===== PROVIDED RECORDS
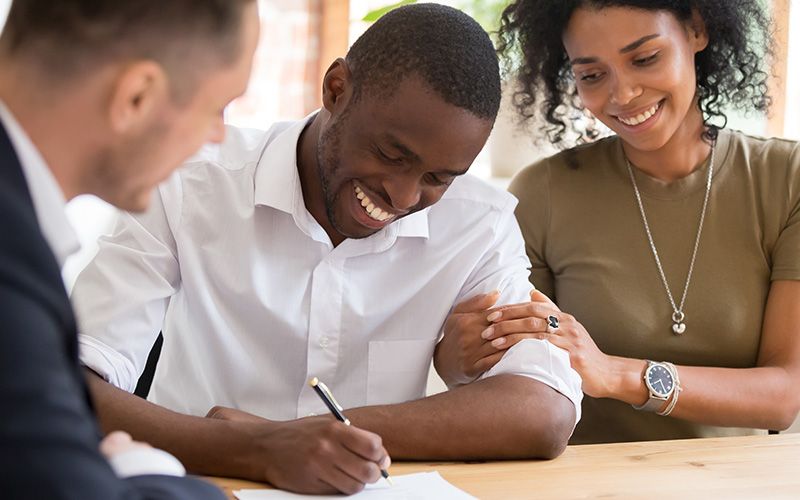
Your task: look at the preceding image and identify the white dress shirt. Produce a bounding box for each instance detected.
[0,101,186,477]
[73,115,582,420]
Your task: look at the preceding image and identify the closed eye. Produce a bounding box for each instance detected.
[580,71,605,83]
[376,148,403,165]
[425,173,454,186]
[633,52,659,66]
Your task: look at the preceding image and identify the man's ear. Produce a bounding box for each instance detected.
[689,9,708,54]
[108,61,169,134]
[322,57,353,114]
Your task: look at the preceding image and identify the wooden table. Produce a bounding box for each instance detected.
[211,434,800,500]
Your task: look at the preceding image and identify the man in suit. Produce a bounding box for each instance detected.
[0,0,276,500]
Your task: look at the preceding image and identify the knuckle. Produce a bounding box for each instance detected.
[342,481,364,495]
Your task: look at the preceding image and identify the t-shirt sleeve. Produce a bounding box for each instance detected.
[771,144,800,281]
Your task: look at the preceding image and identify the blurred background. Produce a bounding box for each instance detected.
[0,0,800,429]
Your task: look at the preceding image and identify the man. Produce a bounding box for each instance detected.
[73,3,580,493]
[0,0,258,500]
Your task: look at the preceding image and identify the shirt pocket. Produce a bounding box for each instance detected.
[367,339,436,405]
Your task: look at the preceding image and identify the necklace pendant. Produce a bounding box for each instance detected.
[672,310,686,335]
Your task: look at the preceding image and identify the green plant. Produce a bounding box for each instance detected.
[362,0,510,33]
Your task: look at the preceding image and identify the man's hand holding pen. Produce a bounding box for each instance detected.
[207,407,391,495]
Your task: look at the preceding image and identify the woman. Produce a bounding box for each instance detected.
[436,0,800,443]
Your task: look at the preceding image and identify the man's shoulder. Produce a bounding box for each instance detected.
[183,121,297,171]
[434,174,517,211]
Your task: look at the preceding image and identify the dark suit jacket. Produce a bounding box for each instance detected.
[0,124,224,500]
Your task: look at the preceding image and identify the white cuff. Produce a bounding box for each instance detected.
[481,339,583,429]
[108,447,186,478]
[78,334,139,393]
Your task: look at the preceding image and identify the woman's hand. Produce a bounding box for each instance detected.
[433,291,546,387]
[488,290,613,398]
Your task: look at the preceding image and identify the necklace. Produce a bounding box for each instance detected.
[625,145,714,335]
==========
**PROBLEM DETAILS:** Please output the lines of the listing exactly, everything from the line containing "the white cuff." down to the line containing "[488,290,613,398]", both included.

**EXERCISE OUTPUT:**
Your task: look at the preceding image and identify the white cuff. Produce a bounding box for each instance detected.
[481,339,583,429]
[108,447,186,478]
[78,334,139,393]
Your task: look at the preceding image and identify the woman's hand. Produce a bounding box for each instance detected.
[433,291,546,387]
[488,290,613,398]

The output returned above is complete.